Excerpted data:

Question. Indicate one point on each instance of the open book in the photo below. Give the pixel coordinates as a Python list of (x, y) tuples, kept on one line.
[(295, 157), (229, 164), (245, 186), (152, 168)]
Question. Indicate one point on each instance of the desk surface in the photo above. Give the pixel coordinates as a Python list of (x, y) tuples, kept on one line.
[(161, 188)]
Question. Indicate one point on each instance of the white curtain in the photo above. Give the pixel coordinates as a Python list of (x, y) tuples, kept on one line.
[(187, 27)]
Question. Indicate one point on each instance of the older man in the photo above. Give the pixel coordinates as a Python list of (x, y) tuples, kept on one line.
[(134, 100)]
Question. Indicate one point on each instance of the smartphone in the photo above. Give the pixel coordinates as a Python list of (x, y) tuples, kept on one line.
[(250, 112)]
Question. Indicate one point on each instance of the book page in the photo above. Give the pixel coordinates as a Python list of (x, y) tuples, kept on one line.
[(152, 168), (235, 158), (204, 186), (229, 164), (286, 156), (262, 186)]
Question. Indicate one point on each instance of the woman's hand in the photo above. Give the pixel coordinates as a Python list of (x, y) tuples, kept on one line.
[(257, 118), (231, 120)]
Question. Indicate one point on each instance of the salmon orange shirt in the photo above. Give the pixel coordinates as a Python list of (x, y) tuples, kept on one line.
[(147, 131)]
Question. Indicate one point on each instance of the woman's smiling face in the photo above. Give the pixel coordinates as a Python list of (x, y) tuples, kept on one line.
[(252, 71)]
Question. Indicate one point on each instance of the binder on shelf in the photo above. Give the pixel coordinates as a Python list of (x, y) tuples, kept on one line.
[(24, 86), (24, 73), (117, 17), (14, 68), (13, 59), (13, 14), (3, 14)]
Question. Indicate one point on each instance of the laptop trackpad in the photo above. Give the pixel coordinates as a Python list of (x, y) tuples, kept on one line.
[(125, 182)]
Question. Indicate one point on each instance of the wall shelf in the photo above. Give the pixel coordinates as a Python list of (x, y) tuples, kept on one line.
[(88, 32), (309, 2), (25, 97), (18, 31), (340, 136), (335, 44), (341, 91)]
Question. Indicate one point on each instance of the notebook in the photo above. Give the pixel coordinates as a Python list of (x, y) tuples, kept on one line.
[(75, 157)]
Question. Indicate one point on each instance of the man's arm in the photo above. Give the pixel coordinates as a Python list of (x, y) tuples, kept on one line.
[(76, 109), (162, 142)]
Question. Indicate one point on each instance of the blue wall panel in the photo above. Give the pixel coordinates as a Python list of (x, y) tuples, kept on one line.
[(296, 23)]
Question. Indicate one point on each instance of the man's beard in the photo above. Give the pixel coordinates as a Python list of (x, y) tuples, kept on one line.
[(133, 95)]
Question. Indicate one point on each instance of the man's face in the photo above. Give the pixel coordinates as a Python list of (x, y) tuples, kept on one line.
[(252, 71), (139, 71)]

Exercise:
Copy the data word for word.

Response:
Question. Indicate one point on each instance of the open book in the photo below. Give the pixel coordinates as a Python list of (x, y) tuples, kept on one line.
[(295, 157), (229, 164), (245, 186), (152, 168)]
Question. Indicate one point on each instance of the desk surface in the photo above. Give the pixel coordinates as a Python list of (x, y) tuples, kept on one line.
[(161, 188)]
Question. Indicate one point on each instance of the white curtain in the photo above. Give the pixel coordinates as a Python list of (x, y) tuples, kept on one line.
[(187, 27)]
Question. Indicate one point on each instance of the older man in the photo above. Give the pixel coordinates as a Python list of (x, y) tuples, kept on one line.
[(134, 100)]
Question. Indicate one point on each instance of the smartphone in the photo above. Give the pixel coordinates as a Python list of (x, y) tuples, kept on one line.
[(250, 112)]
Question. Indicate one point on each instance of the book page in the photo above. Give the pixel coordinates as a Python list of (x, y) tuples, kept on one line.
[(152, 168), (235, 158), (204, 186), (229, 164), (286, 156), (262, 186)]
Question. Indicate one point on each instance of the woman's hand in the photo above. Give the pixel coordinates as a Python list of (x, y) tuples, kept on one line.
[(257, 118), (231, 120)]
Question. Indicate one point on each instance of the salmon orange shirt in the photo above. Give the pixel coordinates as a Python list of (x, y) tuples, kept on one line.
[(147, 131)]
Question. Indicate one point on each instance of the woman's smiling face in the photo above. Give the pixel coordinates as a Python list of (x, y) tuples, kept on one line.
[(252, 71)]
Question. Indicate one point on each instance of the binder on shelf in the photo above. Give the pixel coordinates as a Python list of (x, y) tuples, kept on one line.
[(24, 86), (24, 73), (117, 17), (14, 68), (13, 59), (13, 14), (3, 14)]
Question. Indicate one point on each instance of the laptop trackpad in the photo above. Give the pixel coordinates as a Python list of (x, y) tuples, kept on one line.
[(125, 182)]
Question. Indicate one point on each instance of the wall shelf in the photo above. Give the pixel coordinates as a Python list of (x, y) tuples, kept on one line.
[(88, 32), (309, 2), (25, 97), (18, 31), (340, 136), (335, 44), (341, 91)]
Question. Indicate one point on each instance of the notebook in the photo above. Give the pixel coordinates as a Python list of (x, y) tuples, kept on one line.
[(75, 157)]
Question. Indicate one point on each instance of the man's arm in the photo above. Give the pixel coordinates as a Python list of (x, y) tuples, kept on one line.
[(76, 109), (162, 142)]
Question. Indicate one point on each instance of the blue wall panel in the photo above. Give the pixel coordinates as a Python list of (x, y) tuples, kept on one line.
[(296, 23)]
Question. Indicate one point on each instance of the man's beard in the photo above. Give the pixel coordinates as a Python list of (x, y) tuples, kept on one line.
[(133, 95)]
Question. Indicate one point on each instance of the man's face in the photo above. Give the pixel coordinates as a Python list of (x, y) tuples, kept on one line.
[(252, 71), (139, 71)]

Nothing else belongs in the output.